> _Supplied material_
════════
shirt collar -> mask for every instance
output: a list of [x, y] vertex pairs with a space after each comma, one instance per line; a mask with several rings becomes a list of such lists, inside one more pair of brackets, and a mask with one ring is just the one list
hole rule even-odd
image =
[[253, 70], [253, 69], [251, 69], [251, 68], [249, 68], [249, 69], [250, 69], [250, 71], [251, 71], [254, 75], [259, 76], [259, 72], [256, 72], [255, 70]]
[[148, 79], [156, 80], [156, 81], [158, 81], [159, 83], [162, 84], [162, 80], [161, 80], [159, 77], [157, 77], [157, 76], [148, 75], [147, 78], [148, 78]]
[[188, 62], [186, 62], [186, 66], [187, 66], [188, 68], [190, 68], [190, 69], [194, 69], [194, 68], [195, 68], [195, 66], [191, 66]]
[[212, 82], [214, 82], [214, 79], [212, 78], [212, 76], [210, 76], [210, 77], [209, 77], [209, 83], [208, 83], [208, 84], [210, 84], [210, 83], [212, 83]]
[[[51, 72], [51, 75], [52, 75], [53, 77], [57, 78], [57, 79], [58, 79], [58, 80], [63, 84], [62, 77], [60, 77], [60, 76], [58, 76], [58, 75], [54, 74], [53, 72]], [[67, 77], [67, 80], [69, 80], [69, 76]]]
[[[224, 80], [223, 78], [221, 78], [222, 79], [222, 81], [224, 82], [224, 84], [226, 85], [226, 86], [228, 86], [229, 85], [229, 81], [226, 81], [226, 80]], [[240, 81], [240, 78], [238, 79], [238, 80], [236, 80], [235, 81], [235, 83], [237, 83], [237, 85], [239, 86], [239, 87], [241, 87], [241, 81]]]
════════
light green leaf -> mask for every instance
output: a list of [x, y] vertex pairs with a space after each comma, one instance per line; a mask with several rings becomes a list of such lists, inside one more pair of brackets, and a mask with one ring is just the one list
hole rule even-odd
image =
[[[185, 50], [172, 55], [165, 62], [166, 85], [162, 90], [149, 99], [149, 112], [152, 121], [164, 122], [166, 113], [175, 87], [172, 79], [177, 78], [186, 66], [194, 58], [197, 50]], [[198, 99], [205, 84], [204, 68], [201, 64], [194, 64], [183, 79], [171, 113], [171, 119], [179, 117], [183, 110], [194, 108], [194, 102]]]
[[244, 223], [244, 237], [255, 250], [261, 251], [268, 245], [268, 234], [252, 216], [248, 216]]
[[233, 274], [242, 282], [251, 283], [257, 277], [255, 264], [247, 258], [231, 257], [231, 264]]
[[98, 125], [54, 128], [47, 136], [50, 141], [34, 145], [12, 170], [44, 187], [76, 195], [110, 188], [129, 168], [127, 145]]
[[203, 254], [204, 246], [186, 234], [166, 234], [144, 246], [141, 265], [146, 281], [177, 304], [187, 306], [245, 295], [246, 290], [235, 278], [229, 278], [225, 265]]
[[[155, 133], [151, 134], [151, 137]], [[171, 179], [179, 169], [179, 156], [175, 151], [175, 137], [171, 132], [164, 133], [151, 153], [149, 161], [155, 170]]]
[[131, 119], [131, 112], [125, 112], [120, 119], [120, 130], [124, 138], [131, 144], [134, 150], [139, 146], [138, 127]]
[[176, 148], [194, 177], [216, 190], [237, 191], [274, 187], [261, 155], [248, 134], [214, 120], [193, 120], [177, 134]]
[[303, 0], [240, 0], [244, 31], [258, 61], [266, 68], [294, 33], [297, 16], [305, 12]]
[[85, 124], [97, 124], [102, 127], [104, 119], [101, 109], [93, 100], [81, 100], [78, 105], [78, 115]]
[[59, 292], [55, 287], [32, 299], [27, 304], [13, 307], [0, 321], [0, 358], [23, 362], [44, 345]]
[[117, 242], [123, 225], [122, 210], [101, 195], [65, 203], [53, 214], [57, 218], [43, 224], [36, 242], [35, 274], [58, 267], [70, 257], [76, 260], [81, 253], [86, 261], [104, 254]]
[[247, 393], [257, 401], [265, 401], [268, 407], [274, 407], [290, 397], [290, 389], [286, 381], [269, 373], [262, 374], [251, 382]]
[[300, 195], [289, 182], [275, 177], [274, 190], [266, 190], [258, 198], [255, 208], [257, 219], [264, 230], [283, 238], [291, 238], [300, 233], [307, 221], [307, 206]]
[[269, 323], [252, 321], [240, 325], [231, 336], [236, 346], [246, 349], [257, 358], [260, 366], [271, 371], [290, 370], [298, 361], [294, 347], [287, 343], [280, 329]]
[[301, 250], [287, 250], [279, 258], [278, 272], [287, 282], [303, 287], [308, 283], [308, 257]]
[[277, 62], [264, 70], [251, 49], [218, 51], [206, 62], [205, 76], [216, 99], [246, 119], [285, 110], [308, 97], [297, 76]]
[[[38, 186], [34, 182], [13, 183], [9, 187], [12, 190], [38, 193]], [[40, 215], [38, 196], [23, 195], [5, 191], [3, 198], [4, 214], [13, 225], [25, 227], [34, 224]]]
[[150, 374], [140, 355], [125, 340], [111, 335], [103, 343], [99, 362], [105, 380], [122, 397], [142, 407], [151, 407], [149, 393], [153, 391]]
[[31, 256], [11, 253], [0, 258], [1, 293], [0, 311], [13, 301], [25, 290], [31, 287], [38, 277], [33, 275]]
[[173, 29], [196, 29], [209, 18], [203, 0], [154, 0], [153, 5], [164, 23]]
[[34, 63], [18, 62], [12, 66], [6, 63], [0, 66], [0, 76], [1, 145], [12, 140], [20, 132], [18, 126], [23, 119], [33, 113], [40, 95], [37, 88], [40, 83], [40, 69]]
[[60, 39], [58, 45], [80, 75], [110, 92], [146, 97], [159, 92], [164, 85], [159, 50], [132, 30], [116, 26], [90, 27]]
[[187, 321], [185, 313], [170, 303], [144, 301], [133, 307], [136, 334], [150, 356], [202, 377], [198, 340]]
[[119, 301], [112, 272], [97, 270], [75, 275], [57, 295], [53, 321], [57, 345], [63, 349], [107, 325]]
════════
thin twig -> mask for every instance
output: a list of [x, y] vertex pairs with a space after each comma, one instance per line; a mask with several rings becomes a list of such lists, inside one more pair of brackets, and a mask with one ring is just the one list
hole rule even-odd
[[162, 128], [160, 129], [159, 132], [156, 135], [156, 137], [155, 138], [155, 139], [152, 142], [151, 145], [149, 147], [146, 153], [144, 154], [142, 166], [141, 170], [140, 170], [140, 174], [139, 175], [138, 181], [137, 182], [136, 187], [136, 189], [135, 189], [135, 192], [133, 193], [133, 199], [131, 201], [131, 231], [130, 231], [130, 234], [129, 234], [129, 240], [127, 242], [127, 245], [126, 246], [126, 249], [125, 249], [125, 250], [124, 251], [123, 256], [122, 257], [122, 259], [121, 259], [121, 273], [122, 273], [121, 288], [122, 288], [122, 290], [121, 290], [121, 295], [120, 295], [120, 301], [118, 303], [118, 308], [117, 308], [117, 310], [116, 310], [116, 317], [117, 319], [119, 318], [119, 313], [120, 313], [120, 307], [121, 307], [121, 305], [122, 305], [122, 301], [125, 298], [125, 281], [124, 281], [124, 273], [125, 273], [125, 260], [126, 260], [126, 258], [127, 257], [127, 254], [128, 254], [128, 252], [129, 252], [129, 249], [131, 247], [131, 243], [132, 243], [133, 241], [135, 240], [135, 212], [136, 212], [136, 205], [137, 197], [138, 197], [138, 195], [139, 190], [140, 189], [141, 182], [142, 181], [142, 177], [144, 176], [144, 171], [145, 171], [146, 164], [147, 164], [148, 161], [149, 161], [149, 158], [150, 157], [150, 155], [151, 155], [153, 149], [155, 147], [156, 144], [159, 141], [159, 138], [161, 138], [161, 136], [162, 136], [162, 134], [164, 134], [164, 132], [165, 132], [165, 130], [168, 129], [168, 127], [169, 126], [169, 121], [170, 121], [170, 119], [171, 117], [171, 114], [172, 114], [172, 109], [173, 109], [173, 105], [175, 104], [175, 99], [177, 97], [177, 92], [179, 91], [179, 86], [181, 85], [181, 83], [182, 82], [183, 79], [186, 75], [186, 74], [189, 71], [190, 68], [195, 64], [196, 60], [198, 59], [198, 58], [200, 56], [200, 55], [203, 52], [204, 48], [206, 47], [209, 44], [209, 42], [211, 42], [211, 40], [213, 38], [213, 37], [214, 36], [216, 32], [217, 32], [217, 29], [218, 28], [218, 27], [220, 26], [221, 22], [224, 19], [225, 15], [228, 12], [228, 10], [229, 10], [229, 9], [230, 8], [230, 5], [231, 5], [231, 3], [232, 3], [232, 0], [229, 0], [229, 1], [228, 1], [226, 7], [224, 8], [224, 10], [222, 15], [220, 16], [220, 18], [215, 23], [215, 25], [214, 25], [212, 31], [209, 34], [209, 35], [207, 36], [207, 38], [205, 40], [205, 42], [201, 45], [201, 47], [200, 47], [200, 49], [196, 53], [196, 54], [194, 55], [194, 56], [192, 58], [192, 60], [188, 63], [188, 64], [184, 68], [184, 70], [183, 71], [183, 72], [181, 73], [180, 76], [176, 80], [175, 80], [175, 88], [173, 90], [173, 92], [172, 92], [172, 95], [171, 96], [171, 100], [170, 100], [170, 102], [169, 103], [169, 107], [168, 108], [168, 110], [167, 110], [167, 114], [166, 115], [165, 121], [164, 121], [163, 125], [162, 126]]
════════
> _Job_
Edit the items from the line containing "shirt collar -> mask for every instance" through the line containing "87], [241, 81]]]", replacing "hole rule" with "fill rule" and leaving everything else unchanged. Give only those lines.

> _Written answer_
shirt collar -> mask for every instance
output: a list of [x, y] vertex pairs with a space after each comma, one instance per line; a mask with several rings becomes a list of such lists, inside one more pair of brackets, and a mask with one ring is just the one list
fill rule even-odd
image =
[[253, 70], [253, 69], [251, 69], [251, 68], [249, 68], [249, 69], [250, 69], [250, 71], [251, 71], [254, 75], [259, 76], [259, 72], [256, 72], [255, 70]]
[[148, 79], [156, 80], [156, 81], [158, 81], [159, 83], [162, 84], [162, 80], [161, 80], [159, 77], [157, 77], [157, 76], [148, 75], [147, 78], [148, 78]]
[[188, 62], [186, 62], [186, 66], [187, 66], [188, 68], [190, 68], [190, 69], [194, 69], [194, 68], [195, 68], [195, 66], [191, 66]]
[[212, 82], [214, 82], [214, 79], [212, 78], [212, 76], [210, 76], [210, 77], [209, 77], [209, 83], [208, 83], [208, 84], [210, 84], [210, 83], [212, 83]]
[[[51, 72], [51, 75], [52, 75], [53, 77], [57, 78], [57, 79], [58, 79], [58, 80], [63, 84], [62, 77], [60, 77], [60, 76], [58, 76], [58, 75], [54, 74], [53, 72]], [[67, 77], [67, 80], [69, 80], [69, 76]]]
[[[224, 80], [223, 78], [221, 78], [222, 79], [222, 81], [224, 82], [224, 84], [226, 85], [226, 86], [228, 86], [229, 85], [229, 81], [226, 81], [226, 80]], [[240, 81], [240, 78], [238, 79], [238, 80], [236, 80], [235, 81], [235, 83], [237, 83], [237, 85], [239, 86], [239, 87], [241, 87], [241, 81]]]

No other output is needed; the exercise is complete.